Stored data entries
:::::
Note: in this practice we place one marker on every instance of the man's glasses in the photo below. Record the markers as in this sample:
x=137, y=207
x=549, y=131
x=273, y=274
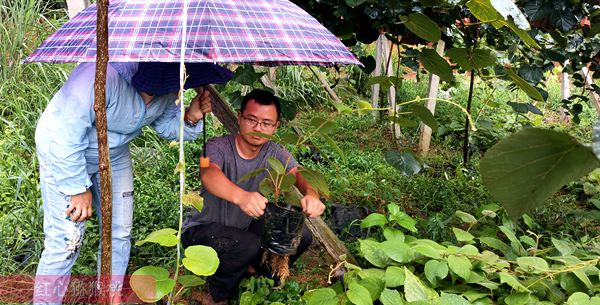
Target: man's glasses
x=263, y=125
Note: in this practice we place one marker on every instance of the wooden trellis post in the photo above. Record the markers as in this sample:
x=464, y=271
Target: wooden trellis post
x=432, y=93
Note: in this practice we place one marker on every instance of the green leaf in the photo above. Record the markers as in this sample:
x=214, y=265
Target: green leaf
x=364, y=106
x=374, y=219
x=246, y=75
x=564, y=247
x=322, y=296
x=466, y=217
x=404, y=161
x=435, y=270
x=462, y=235
x=316, y=180
x=201, y=260
x=460, y=265
x=372, y=253
x=533, y=264
x=425, y=115
x=479, y=59
x=384, y=82
x=190, y=280
x=526, y=168
x=423, y=27
x=528, y=40
x=435, y=64
x=495, y=243
x=397, y=251
x=415, y=290
x=358, y=294
x=151, y=283
x=512, y=281
x=453, y=299
x=276, y=165
x=394, y=276
x=371, y=272
x=580, y=298
x=393, y=234
x=193, y=199
x=374, y=285
x=524, y=85
x=322, y=125
x=164, y=237
x=520, y=298
x=390, y=297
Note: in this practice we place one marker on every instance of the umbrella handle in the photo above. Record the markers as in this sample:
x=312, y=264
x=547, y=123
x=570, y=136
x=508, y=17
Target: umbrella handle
x=204, y=161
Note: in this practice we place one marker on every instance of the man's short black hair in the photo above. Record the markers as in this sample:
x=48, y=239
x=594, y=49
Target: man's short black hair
x=262, y=97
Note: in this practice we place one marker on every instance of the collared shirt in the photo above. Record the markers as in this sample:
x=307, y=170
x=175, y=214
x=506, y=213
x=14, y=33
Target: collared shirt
x=66, y=131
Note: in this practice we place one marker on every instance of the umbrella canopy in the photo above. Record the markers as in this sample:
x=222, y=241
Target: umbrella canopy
x=266, y=32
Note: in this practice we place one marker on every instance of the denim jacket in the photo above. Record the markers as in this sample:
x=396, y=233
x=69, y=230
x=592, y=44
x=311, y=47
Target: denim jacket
x=66, y=131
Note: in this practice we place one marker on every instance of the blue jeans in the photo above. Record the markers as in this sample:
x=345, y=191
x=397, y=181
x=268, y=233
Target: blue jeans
x=63, y=237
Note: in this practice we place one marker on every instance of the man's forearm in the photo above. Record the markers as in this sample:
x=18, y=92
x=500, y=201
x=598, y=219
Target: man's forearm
x=219, y=185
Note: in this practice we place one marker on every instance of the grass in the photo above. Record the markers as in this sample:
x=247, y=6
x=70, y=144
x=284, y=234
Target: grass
x=361, y=177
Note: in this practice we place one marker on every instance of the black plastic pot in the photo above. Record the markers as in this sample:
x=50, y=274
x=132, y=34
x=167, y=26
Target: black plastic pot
x=282, y=229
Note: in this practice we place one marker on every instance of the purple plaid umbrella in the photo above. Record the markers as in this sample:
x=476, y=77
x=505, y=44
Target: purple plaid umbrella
x=266, y=32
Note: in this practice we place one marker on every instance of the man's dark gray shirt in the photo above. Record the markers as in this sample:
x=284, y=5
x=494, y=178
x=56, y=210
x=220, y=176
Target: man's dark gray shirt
x=222, y=152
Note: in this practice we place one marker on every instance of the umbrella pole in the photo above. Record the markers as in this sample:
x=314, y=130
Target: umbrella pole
x=104, y=160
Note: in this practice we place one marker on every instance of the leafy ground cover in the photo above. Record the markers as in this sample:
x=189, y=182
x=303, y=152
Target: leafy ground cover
x=411, y=224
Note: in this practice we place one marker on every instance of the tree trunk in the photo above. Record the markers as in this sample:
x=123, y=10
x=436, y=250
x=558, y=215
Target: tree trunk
x=380, y=48
x=595, y=98
x=565, y=93
x=317, y=226
x=76, y=6
x=432, y=93
x=104, y=159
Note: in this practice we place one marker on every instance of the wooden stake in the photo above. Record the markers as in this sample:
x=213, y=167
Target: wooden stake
x=103, y=150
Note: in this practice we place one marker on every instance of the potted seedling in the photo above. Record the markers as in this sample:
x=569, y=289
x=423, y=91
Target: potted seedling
x=283, y=218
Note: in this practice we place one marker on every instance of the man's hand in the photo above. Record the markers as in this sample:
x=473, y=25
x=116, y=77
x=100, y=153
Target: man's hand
x=312, y=206
x=80, y=208
x=252, y=203
x=199, y=106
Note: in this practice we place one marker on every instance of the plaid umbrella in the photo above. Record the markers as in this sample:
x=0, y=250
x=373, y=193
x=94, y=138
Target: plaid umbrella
x=266, y=32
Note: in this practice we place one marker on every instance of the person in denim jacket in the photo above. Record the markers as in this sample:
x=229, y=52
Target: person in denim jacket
x=137, y=95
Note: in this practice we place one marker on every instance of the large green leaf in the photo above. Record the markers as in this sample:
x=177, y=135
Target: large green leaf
x=434, y=63
x=524, y=85
x=390, y=297
x=533, y=264
x=397, y=251
x=316, y=180
x=526, y=168
x=460, y=265
x=435, y=270
x=190, y=280
x=323, y=296
x=404, y=161
x=201, y=260
x=415, y=290
x=276, y=165
x=394, y=276
x=151, y=283
x=371, y=251
x=479, y=59
x=359, y=295
x=423, y=27
x=164, y=237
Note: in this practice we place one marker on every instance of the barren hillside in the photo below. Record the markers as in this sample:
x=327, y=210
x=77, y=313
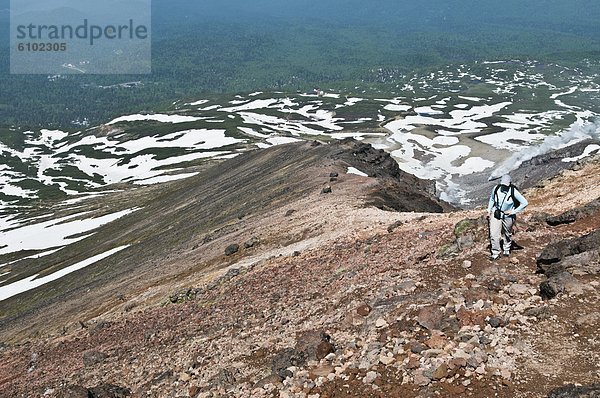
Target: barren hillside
x=335, y=297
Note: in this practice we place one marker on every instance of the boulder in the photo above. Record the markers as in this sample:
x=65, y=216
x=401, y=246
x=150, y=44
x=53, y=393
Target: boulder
x=314, y=345
x=232, y=249
x=286, y=358
x=430, y=317
x=108, y=391
x=557, y=251
x=92, y=358
x=254, y=241
x=555, y=285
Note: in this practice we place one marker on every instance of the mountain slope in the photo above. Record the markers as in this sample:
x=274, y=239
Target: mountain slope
x=367, y=307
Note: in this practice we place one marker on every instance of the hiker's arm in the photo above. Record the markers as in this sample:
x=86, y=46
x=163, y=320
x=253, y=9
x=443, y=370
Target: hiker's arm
x=523, y=202
x=491, y=202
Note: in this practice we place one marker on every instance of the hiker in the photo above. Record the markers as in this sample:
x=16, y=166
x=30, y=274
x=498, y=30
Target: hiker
x=505, y=203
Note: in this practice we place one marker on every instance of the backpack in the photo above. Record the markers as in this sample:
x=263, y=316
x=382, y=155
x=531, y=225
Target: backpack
x=512, y=194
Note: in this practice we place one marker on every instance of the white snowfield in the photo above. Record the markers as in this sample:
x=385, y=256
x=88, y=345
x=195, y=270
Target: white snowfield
x=433, y=129
x=53, y=233
x=32, y=282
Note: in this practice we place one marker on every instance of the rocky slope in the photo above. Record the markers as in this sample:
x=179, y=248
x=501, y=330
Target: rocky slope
x=369, y=303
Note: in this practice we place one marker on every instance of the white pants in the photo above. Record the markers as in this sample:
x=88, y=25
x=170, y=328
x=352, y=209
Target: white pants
x=501, y=229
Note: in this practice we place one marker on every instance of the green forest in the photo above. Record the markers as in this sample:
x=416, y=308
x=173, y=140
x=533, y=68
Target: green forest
x=208, y=47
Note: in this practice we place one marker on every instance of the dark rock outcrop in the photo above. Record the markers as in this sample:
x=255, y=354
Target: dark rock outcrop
x=397, y=190
x=92, y=358
x=559, y=261
x=557, y=251
x=314, y=344
x=232, y=249
x=573, y=215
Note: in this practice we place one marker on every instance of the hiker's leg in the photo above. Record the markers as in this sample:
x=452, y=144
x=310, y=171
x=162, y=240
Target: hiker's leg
x=507, y=223
x=495, y=233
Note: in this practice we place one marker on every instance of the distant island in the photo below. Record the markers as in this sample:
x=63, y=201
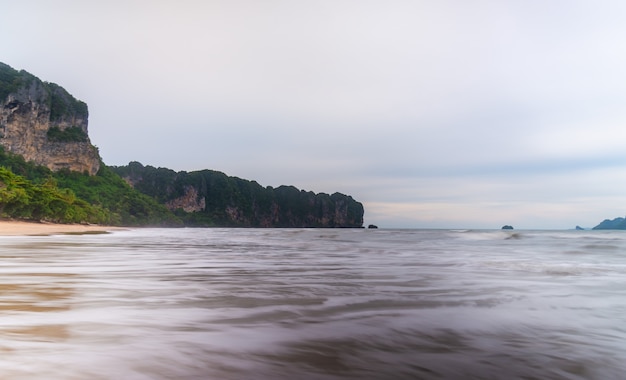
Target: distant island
x=611, y=224
x=50, y=171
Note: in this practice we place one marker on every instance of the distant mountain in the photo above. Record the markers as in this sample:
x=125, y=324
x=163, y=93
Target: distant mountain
x=614, y=224
x=211, y=198
x=49, y=170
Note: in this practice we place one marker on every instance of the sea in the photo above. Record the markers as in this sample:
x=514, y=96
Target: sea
x=324, y=304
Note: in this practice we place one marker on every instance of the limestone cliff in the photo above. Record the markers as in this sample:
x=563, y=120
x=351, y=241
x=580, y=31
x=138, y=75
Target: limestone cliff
x=44, y=123
x=207, y=197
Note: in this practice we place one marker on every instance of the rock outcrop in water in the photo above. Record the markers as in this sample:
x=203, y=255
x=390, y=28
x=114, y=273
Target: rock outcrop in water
x=612, y=224
x=209, y=197
x=44, y=123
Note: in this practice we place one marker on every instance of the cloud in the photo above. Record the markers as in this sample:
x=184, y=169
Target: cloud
x=412, y=107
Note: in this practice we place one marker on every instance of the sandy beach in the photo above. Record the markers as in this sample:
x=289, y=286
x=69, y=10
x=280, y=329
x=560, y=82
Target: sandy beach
x=16, y=228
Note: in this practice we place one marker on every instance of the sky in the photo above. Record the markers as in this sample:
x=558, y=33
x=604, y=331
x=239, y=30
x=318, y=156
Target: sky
x=433, y=114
:::::
#### [Directions]
Recast the lines of the records starting at the one containing "the hiker's arm" and ending at the one containing "x=491, y=202" as a JSON list of strings, one string per line, leaving out blank lines.

#### [Problem solution]
[
  "Note: in this practice we place one marker on every instance of the hiker's arm in the photo above. Record the markers as in this sample:",
  "x=86, y=46",
  "x=163, y=320",
  "x=253, y=9",
  "x=443, y=370",
  "Target: hiker's arm",
  "x=523, y=202",
  "x=491, y=202"
]